The problem:
In the data that follows, find the line containing "suv? Mark that spot."; then quote that line and every line after it, exactly, through the last one.

[Data items]
# # # # # # #

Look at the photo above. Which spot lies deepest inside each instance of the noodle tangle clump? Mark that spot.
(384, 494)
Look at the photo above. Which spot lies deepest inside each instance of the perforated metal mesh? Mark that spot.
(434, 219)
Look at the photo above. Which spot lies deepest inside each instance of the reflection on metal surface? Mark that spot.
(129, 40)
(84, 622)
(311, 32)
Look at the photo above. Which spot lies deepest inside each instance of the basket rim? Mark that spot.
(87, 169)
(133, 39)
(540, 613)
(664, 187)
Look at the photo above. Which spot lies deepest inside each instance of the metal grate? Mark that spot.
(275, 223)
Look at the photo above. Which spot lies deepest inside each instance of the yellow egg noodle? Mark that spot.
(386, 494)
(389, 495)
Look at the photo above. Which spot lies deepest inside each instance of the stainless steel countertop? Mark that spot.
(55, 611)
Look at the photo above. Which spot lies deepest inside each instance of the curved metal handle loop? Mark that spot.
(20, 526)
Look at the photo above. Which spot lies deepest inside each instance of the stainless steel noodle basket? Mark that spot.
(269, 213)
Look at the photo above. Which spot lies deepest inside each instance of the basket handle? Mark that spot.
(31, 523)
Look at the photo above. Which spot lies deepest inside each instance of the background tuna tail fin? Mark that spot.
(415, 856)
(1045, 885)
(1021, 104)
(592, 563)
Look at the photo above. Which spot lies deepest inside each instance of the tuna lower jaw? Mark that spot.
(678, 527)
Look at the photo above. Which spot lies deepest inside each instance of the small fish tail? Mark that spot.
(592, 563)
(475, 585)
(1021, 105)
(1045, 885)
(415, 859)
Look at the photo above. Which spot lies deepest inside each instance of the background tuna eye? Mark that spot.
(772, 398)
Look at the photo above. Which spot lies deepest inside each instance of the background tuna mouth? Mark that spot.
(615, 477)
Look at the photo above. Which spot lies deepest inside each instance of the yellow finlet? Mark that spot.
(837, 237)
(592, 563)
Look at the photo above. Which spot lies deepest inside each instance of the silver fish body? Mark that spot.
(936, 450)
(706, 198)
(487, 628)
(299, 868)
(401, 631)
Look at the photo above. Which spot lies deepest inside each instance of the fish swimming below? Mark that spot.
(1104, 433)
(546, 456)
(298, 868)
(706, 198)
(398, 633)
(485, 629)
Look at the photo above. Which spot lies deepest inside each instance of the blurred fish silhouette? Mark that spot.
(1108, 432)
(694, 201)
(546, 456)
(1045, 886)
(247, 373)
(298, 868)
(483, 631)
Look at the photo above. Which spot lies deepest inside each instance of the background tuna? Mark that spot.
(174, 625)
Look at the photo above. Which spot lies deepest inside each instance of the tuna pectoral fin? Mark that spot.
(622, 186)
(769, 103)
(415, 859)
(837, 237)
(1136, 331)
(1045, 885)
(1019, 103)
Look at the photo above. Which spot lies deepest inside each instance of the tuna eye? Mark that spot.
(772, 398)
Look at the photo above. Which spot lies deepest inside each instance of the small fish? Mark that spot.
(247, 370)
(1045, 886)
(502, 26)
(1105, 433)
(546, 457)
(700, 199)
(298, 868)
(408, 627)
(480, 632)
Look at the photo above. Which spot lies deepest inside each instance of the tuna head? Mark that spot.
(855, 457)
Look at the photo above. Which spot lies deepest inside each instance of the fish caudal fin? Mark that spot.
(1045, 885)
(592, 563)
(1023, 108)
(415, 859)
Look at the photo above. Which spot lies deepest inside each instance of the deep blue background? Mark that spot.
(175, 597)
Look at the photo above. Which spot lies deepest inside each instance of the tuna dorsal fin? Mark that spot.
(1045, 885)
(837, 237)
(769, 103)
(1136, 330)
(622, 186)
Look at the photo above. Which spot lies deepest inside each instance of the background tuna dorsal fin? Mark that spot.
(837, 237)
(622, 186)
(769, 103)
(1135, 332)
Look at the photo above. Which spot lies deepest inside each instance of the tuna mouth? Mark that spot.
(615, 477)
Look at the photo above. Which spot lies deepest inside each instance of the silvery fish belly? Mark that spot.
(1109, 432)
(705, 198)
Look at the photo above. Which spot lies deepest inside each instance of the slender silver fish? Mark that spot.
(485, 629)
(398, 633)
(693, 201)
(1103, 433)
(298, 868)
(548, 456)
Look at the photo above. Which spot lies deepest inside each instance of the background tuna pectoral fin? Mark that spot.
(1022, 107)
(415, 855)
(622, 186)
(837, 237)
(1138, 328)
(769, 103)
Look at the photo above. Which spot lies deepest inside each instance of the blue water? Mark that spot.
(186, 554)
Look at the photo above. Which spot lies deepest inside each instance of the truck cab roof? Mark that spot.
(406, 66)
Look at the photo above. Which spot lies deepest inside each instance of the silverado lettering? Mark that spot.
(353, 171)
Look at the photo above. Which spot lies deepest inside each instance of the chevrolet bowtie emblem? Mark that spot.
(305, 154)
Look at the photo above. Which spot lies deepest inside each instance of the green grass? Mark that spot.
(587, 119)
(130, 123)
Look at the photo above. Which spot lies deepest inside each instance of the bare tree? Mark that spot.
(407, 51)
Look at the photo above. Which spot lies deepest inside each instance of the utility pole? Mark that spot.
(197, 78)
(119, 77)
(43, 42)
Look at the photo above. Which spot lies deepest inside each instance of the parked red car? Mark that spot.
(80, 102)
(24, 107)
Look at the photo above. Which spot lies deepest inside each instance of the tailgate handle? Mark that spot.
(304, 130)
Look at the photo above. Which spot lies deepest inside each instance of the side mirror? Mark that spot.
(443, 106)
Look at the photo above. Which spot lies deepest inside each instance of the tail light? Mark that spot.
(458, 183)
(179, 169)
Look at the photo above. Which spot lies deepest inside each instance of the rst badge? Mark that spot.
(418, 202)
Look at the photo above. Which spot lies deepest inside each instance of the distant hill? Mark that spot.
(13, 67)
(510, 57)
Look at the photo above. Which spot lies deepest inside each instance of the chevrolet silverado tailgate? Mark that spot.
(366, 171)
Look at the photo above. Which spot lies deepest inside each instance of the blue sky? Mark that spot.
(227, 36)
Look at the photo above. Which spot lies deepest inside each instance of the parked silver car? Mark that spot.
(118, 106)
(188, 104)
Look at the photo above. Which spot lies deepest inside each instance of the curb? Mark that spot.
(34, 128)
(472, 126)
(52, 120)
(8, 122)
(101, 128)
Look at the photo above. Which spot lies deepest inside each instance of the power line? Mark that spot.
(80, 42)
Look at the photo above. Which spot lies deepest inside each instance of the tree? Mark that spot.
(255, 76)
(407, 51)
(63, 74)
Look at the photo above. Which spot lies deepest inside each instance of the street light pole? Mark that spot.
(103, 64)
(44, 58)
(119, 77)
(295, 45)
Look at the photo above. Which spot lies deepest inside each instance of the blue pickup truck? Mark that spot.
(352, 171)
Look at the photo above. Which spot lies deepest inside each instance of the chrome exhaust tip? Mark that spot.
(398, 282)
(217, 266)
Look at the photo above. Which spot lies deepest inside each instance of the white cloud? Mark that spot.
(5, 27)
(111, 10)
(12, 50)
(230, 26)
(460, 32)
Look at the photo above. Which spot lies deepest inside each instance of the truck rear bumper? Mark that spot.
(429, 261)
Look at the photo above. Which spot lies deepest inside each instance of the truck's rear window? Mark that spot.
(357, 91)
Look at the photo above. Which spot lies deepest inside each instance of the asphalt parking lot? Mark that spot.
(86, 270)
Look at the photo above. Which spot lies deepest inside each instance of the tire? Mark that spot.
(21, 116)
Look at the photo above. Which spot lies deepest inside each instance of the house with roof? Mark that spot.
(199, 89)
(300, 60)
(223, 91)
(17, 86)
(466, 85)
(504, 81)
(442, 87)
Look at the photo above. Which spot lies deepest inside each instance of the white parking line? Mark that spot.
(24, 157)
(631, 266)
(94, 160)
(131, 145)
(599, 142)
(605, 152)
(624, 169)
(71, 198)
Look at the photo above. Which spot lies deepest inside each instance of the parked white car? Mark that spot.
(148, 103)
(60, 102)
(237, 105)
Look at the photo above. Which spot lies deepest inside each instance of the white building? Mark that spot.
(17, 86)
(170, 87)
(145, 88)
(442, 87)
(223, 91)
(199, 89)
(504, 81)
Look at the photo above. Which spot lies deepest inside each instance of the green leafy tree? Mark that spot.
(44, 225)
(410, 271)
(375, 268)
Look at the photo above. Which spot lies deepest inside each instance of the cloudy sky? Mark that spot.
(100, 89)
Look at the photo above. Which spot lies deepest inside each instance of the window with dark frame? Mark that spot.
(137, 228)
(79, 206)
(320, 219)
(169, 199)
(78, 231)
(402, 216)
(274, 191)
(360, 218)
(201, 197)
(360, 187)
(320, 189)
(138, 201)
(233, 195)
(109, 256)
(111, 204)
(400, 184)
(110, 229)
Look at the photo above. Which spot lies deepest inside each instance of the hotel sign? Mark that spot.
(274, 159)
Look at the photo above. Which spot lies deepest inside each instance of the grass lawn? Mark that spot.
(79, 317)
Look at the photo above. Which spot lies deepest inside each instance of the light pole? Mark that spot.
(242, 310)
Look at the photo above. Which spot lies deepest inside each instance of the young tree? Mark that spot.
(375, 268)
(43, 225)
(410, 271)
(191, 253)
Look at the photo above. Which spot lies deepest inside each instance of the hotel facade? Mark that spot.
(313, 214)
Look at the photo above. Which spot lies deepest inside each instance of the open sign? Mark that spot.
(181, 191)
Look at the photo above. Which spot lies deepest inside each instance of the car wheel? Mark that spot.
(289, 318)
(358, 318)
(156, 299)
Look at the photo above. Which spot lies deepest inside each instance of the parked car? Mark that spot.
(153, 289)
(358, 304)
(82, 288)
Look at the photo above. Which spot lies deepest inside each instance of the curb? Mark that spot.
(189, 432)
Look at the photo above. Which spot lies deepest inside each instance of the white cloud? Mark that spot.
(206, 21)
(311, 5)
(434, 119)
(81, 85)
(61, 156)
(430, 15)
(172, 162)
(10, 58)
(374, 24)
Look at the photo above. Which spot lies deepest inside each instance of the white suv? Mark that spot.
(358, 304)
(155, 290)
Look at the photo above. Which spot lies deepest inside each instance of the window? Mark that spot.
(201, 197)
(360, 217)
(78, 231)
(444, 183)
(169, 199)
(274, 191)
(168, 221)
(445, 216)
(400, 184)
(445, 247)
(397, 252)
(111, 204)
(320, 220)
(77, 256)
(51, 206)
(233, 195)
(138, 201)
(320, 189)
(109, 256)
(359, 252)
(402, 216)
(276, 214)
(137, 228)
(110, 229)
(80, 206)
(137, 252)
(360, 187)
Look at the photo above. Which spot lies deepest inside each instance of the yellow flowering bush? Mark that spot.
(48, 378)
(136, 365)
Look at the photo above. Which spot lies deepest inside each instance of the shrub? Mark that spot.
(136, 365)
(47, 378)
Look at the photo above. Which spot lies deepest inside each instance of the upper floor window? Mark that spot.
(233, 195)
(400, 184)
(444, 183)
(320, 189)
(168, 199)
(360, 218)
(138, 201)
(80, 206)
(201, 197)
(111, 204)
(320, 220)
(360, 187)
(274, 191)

# # # # # # #

Problem solution:
Look at the photo above. Which spot lies deepest inside each instance of the white suv? Mark that spot.
(358, 304)
(155, 290)
Look at the photo above. Which spot lies deepest inside each instance of the window? Mark that spot.
(201, 197)
(360, 217)
(78, 231)
(444, 183)
(169, 199)
(274, 191)
(168, 221)
(445, 216)
(400, 184)
(445, 247)
(397, 252)
(111, 204)
(320, 220)
(77, 256)
(51, 206)
(233, 195)
(138, 201)
(320, 189)
(109, 256)
(359, 252)
(402, 216)
(276, 214)
(137, 228)
(110, 229)
(80, 206)
(137, 252)
(360, 187)
Look at the photo above. Which spot lies deepest inside each instance of the yellow flowering bush? Mark that spot.
(48, 378)
(136, 365)
Look at the photo above. Which spot lies deepest inside each instance of the shrub? Mark that spot.
(136, 365)
(47, 378)
Look at the photo above. Which spot lies deepest inside each instance of the upper floor window? Mark that spot.
(233, 195)
(400, 184)
(444, 183)
(320, 189)
(168, 199)
(360, 218)
(138, 201)
(80, 206)
(201, 197)
(111, 204)
(320, 220)
(360, 187)
(274, 191)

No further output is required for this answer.